WHAT IS ASKED – From the material below, pick out each line that contains the word "utility" and copy it in full.

* BEGIN *

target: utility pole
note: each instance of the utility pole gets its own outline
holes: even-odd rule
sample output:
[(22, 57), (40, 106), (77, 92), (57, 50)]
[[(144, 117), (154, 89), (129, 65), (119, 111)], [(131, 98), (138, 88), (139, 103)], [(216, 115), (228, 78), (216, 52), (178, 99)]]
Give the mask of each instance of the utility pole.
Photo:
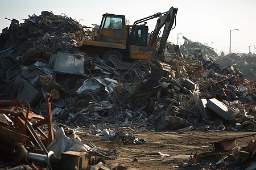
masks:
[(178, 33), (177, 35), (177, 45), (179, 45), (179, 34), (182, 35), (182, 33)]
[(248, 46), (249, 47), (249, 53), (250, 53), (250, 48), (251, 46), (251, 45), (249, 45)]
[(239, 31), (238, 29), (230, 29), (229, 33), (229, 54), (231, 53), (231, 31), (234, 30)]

* END *
* BEGIN *

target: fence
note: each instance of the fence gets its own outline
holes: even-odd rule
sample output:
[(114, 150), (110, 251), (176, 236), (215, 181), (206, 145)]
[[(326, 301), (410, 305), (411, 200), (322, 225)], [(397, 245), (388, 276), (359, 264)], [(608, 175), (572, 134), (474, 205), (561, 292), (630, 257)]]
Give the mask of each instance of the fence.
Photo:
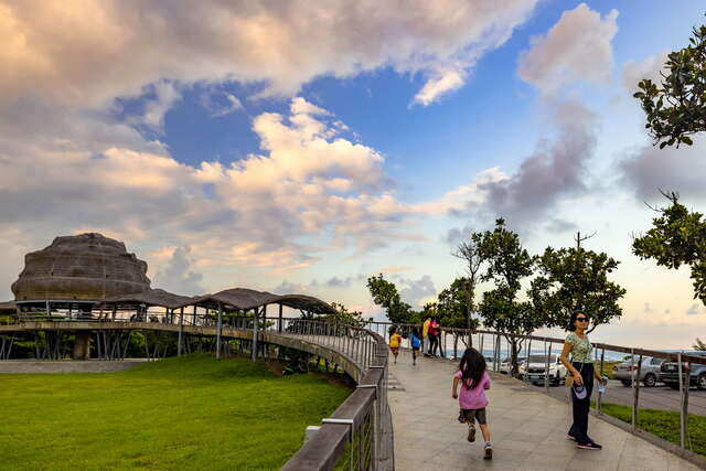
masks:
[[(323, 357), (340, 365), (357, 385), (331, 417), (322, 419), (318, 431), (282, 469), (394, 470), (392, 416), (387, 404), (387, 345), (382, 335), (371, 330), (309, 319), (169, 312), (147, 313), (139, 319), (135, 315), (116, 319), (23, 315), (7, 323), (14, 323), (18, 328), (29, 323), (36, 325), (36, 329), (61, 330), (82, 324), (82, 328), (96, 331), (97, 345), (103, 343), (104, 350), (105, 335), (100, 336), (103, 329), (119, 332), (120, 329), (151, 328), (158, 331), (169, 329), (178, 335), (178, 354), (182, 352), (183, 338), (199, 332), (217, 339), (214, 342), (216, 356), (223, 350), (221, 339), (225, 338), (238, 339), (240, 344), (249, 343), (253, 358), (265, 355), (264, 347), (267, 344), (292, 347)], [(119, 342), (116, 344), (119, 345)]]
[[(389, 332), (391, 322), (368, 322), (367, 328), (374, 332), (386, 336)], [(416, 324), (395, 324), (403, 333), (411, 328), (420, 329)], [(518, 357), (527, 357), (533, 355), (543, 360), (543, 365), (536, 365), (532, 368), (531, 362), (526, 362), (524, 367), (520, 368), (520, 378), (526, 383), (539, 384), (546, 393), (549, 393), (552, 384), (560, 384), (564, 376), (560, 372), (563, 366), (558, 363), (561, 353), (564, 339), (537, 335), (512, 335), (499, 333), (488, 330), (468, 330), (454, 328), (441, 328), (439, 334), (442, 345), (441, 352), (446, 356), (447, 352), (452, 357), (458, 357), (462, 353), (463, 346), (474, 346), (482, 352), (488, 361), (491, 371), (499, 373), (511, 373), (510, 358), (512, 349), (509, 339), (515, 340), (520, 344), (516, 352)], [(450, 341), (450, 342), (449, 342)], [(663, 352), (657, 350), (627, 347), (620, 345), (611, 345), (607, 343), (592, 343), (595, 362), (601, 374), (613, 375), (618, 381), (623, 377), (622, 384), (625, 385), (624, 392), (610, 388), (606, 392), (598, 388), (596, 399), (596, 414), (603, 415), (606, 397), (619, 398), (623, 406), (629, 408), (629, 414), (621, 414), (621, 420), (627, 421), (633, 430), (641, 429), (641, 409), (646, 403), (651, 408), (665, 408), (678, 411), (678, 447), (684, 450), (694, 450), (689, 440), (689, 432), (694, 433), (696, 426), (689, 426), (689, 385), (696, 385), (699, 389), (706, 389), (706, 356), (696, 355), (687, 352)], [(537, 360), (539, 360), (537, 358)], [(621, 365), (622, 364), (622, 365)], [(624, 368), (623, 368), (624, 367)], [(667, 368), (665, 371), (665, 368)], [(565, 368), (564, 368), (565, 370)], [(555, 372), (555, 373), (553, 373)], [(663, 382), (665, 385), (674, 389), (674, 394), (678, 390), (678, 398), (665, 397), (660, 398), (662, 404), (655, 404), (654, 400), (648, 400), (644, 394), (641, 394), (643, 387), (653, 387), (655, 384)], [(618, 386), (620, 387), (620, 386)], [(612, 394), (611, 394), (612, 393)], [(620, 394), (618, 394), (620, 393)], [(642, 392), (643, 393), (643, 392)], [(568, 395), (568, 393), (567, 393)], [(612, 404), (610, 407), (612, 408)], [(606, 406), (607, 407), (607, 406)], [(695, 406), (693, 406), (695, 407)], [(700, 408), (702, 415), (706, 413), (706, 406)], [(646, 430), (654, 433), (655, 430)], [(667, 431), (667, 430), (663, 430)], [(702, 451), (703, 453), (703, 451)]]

* END *
* BEGIN *

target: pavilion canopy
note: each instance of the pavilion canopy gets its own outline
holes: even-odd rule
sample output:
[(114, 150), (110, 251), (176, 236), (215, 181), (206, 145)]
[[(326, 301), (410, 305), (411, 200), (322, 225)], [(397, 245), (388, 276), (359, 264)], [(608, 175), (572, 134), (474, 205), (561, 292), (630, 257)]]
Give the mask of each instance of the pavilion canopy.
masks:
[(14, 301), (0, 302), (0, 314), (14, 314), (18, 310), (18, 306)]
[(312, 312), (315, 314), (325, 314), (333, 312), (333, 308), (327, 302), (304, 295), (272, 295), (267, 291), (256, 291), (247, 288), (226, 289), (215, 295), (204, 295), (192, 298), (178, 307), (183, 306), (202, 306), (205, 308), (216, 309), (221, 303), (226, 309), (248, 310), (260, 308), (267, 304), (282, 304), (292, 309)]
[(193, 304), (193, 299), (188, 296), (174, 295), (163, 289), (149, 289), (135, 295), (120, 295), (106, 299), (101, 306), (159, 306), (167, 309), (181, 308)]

* END *

RESPONSE TO THE TASK –
target: utility pole
note: each instance of the utility pole gets its own outline
Give the mask of each instance of the utility pole.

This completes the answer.